--- SUPPLIED MATERIAL Enclosed Below ---

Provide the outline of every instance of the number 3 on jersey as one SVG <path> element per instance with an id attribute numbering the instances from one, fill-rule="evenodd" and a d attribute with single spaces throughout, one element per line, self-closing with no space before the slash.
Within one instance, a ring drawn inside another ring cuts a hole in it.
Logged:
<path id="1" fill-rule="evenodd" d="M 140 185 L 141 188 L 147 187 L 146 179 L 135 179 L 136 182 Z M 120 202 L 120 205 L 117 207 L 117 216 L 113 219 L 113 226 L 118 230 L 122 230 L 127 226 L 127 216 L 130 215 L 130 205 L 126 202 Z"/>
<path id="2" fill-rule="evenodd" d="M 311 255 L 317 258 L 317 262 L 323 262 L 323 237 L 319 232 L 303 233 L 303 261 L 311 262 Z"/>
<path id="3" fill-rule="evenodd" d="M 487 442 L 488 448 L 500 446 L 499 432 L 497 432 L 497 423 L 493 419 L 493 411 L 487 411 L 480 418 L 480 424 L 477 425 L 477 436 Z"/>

--- End of Enclosed SUPPLIED MATERIAL ---

= YOUR ASSIGNMENT =
Word for word, repeat the line holding "Within one instance, a" and all lines after it through the end of the entries above.

= EXERCISE SOLUTION =
Within one instance, a ring drawn inside another ring cuts a hole in it.
Logged:
<path id="1" fill-rule="evenodd" d="M 140 185 L 141 188 L 147 187 L 146 179 L 135 179 L 136 182 Z M 120 202 L 120 205 L 117 207 L 117 216 L 113 219 L 113 226 L 118 230 L 122 230 L 127 226 L 127 216 L 130 215 L 130 205 L 126 202 Z"/>
<path id="2" fill-rule="evenodd" d="M 311 255 L 317 258 L 317 262 L 323 262 L 323 237 L 319 232 L 303 233 L 303 261 L 311 262 Z"/>
<path id="3" fill-rule="evenodd" d="M 487 442 L 488 448 L 500 446 L 499 432 L 497 432 L 497 423 L 493 419 L 493 411 L 487 411 L 480 418 L 480 424 L 477 425 L 477 436 Z"/>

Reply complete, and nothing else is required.